Igor Yakovlevich Krutoy () or Ihor Yakovych Krutyi (, born on July 29, 1954), is a Ukrainian and Russian music composer, performer, producer and musical promoter.
Krutoy was awarded the Lenin Komsomol Prize in 1989. He is also "Honoured Artist of the Russian Federation", People's Artist of Russia and People's Artist of Ukraine.

As a composer, he has collaborated with numerous renowned singers in classical and contemporary music, such as Anna Netrebko, Dmitri Hvorostovsky, Aida Garifullina, Andrea Bocelli, Dimash Kudaibergen, Lara Fabian, Alla Pugacheva, Ani Lorak, Rose Sisters, Mikhail Shufutinsky and Irina Allegrova.

Life and career

Igor Krutoy was born on July 29, 1954, in Haivoron (Kirovograd Oblast). When a child, he taught himself to play the accordion, and later played in the school band. Igor studied at the musical school, and after graduation he entered the Theory faculty at Kirovograd music college, where he graduated with distinction in 1974. He failed to enter the Kiev Conservatory and spent the following year giving accordion classes in Haivoron and Bandurovo village. Next year Igor entered Nikolaev State Pedagogical Institute at conductor (choral music) department. While studying there, he worked in restaurants, where he met singer Aleksander Serov, who later would become his friend and perform many of his songs. During that period Krutoy also worked as artistic director of Valentina Tolkunova band and gave performances accompanying famous Russian actor Yevgeny Leonov.
In 1979, he was invited to Moscow Concert Orchestra "Panorama", where he worked together with such famous artists, as Leonid. In 1986 Igor Krutoy finally managed to enter the Saratov Conservatory, the composer department. In parallel, his friend, popular singer Aleksander Serov, was winning international competitions with Igor Krutoy songs "Inspiration" and "In Fate's Despite".

In 2012, Igor Krutoy became the chairman of Music1.ru and a shareholder of Net Element following a $2 million investment into the company. The joint venture culminated with the launch of www.Music1.ru, expected to become the online centerpiece of Krutoy's music enterprise and the online music market leader in the Commonwealth of Independent States (CIS) countries.

Family
Igor Krutoy's father Yakov Krutoy (1917–1980) is Jewish. He worked as a freight forwarder at "RADIODETAL" factory in Haivoron. His mother Svetlana (born 1934) worked as laboratory specialist at sanitary and epidemiological station. His sister Alla Krutaya (married name Baratta), is the author and host of Laskavo prosymo (Welcome, "Ласкаво просимо") show at TV company "Ukraine". Alla has been living in the United States since 1993, she is married to Italian lawyer Anthony Baratta, and they have one daughter, Natasha, who is a student.

-------

Do this
Reproduce the portion of the Igor Krutoy biography between "Krutoy was awarded" and "and Irina Allegrova.", inclusive.

Data provided
-------

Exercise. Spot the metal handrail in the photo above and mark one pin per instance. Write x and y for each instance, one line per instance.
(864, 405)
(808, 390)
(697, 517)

-------

Exercise response
Krutoy was awarded the Lenin Komsomol Prize in 1989. He is also "Honoured Artist of the Russian Federation", People's Artist of Russia and People's Artist of Ukraine.

As a composer, he has collaborated with numerous renowned singers in classical and contemporary music, such as Anna Netrebko, Dmitri Hvorostovsky, Aida Garifullina, Andrea Bocelli, Dimash Kudaibergen, Lara Fabian, Alla Pugacheva, Ani Lorak, Rose Sisters, Mikhail Shufutinsky and Irina Allegrova.